Task requirements:
Print the part of the passage on invented languages below, starting with "Prior to Esperanto—which" and going on through "numbers in the process.", without altering a single character.

Prior to Esperanto—which more or less changed the ballgame—plenty of other creative people engineered languages of their own. Notables included Thomas Urquhart (translator of Rabelais) and Gottfried Leibniz (philosopher and co-inventor of calculus). Urquhart’s was a bust; so was Leibniz’s, but he had the luck to accidentally establish the field of binary numbers in the process.

John Wilkins—creator of the metric system, first secretary of the Royal Society, and all-around genius—created his own, known as Real Character. The symbols come from no existing language (they look totally alien at first), the words can be any length and made up as needed, and the spelling is taxonomic. This means that a word’s spelling acts like the classification scheme you know from biology class (kingdom, phylum, class, order…)—a word’s first two letters put it in a broad category (called a genus), and each subsequent letter narrows the idea. So if de means “element,” deb might mean fire, deba the flame itself, and so on. Real Character was intended to be a universal language of the sciences. Understandably, it did not catch on.

Entries shown:

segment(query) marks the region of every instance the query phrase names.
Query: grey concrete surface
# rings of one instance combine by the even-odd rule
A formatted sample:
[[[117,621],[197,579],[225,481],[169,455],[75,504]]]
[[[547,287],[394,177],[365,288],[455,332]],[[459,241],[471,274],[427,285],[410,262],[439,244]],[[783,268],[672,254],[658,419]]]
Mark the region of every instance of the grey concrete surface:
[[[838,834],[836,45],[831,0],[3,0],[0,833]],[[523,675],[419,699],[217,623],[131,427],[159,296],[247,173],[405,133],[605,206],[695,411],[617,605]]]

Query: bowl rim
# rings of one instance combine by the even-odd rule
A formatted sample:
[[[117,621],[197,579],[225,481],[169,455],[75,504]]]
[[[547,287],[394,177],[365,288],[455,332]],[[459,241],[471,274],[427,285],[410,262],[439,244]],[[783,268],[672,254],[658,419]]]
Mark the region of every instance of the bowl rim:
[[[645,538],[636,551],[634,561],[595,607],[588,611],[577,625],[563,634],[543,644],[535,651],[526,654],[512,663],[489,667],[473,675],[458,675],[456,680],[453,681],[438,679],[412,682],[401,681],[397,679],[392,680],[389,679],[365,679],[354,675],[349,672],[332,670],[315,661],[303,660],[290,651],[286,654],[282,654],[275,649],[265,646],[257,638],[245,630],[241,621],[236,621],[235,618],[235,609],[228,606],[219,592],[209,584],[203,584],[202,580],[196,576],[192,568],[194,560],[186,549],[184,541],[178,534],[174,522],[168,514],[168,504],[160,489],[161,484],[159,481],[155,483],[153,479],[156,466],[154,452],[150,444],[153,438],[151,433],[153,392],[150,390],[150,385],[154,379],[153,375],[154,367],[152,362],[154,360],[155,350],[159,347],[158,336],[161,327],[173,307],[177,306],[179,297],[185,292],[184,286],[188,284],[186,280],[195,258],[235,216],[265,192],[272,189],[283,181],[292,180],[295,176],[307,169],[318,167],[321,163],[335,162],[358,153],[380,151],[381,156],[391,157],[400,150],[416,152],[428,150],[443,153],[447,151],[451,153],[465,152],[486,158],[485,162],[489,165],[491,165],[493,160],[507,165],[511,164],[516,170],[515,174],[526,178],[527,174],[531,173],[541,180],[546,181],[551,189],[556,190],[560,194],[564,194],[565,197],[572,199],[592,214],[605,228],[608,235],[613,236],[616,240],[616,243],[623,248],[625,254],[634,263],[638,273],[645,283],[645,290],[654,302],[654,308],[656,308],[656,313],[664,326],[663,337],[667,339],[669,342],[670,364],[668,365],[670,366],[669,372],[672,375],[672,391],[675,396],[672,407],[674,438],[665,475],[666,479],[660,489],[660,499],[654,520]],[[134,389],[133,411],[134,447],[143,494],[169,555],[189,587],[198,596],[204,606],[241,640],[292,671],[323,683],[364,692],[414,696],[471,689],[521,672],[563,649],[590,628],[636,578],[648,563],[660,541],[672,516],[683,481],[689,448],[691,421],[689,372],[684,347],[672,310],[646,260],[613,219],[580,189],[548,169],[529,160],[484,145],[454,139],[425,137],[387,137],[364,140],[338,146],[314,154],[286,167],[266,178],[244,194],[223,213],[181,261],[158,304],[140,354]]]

Exercise result:
Prior to Esperanto—which more or less changed the ballgame—plenty of other creative people engineered languages of their own. Notables included Thomas Urquhart (translator of Rabelais) and Gottfried Leibniz (philosopher and co-inventor of calculus). Urquhart’s was a bust; so was Leibniz’s, but he had the luck to accidentally establish the field of binary numbers in the process.